───── PASSAGE
Bingo, again. Spot on. Having lived on both sides of the equation (hand-coder
- 20+ years ago, CXO-type since then,) I can attest to the validity of this
whole heartedly.

------
chris_dcosta
Sounds like your CEO has already said to himself, if not yet to you, "how hard
can it be?"

The truth is coding is not that hard, coding well, is a different game.

Does he play sport? Explain that knowing how to hit a ball with a racket does
not mean you can win the Open, but learning programming as a comparison
doesn't stop there.

Imagine all the games in the tournament being played at once, on one court, at
the same time. That's how complex applications work, and it's that level of
information that programmers routinely have to carry in their heads when they
work.

Making one change often leads to a cascade of work because making a change in
one part can affect the outcome of many other things.

------
bdfh42
Good advice stacking up here - but the challenge is in getting your boss to
appreciate the huge step from sample exercises in programming to building a
real life application.

It could be the equivalent of learning to saw through a couple of wooden
planks. Learning the basics of handling a cross cut saw gives little insight
into the craft of joinery.

------
kellros
Perhaps it might be a better idea to give him related material regarding
project management and get him involved in the SDLC.

Doesn't sound like the problem you are trying to solve has much to do with
programming (writing code, design patterns, oop, etc.).

I'm serious.

------
tylerkayser
There's simplicity in this site: <http://teamtreehouse.com/>

Watch one or two with him to get the ball rolling. It'll feel a lot less like
work to him.

------
tobiasbischoff
Point him to Joel Spolsky's Blog <http://www.joelonsoftware.com/>

There is a reading list on the right, all good reads about software
development.

------
pasbesoin
The Mythical Man Month

The Soul of a New Machine (hardware; nonetheless pertinent, if dated -- was a
best-seller)
──────────
▶ INSTRUCTION A
Copy everything in the listing from the line containing "suv windshield, which" down to the end of the listing, swapping "Query" for "Target" and leaving all else unchanged.
The forum thread and the listing have nothing to do with each other.
───── MATERIAL PROVIDED
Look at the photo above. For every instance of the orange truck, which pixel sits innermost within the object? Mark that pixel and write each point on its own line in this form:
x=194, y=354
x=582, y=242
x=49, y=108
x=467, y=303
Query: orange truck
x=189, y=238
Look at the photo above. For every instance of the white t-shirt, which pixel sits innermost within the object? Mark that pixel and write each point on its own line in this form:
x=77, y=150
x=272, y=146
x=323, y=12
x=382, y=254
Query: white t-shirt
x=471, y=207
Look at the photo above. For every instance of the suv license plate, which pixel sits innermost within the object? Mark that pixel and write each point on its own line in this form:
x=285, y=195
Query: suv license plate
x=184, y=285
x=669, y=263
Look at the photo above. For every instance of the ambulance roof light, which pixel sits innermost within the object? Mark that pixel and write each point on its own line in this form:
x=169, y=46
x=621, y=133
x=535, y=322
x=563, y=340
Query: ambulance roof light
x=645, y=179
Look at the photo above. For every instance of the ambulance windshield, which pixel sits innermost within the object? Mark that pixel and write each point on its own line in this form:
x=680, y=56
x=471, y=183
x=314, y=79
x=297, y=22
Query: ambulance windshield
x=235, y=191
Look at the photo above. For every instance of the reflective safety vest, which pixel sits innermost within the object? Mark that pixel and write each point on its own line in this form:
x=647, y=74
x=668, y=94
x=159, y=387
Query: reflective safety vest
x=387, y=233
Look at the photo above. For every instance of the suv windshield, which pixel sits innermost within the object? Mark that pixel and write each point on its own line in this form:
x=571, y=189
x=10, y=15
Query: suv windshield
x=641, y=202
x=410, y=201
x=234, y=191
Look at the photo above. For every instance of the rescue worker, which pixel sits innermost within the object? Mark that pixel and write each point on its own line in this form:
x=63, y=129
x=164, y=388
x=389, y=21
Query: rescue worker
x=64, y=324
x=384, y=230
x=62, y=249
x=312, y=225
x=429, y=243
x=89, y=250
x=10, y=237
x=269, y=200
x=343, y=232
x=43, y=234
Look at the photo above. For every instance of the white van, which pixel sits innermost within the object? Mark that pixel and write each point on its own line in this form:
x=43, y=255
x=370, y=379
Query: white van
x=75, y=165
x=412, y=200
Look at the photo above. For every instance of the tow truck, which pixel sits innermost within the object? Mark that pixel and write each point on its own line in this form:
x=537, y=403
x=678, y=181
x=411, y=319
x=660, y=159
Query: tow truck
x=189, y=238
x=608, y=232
──────────
▶ INSTRUCTION B
In the forum thread, what does tobiasbischoff say is on the right side of Joel Spolsky's Blog?

▶ TASK ANSWER A
Look at the photo above. For every instance of the suv windshield, which pixel sits innermost within the object? Mark that pixel and write each point on its own line in this form:
x=571, y=189
x=10, y=15
Target: suv windshield
x=641, y=202
x=410, y=201
x=234, y=191
Look at the photo above. For every instance of the rescue worker, which pixel sits innermost within the object? Mark that pixel and write each point on its own line in this form:
x=63, y=129
x=164, y=388
x=389, y=21
Target: rescue worker
x=64, y=324
x=384, y=230
x=62, y=249
x=312, y=225
x=429, y=243
x=89, y=250
x=10, y=237
x=269, y=200
x=343, y=232
x=43, y=234
Look at the photo above. For every instance of the white van, which pixel sits innermost within the object? Mark that pixel and write each point on its own line in this form:
x=43, y=255
x=370, y=379
Target: white van
x=75, y=165
x=412, y=200
Look at the photo above. For every instance of the tow truck, which pixel sits innermost within the object? Mark that pixel and write each point on its own line in this form:
x=537, y=403
x=678, y=181
x=411, y=319
x=660, y=159
Target: tow truck
x=189, y=238
x=608, y=232

▶ TASK ANSWER B
A reading list of good reads about software development.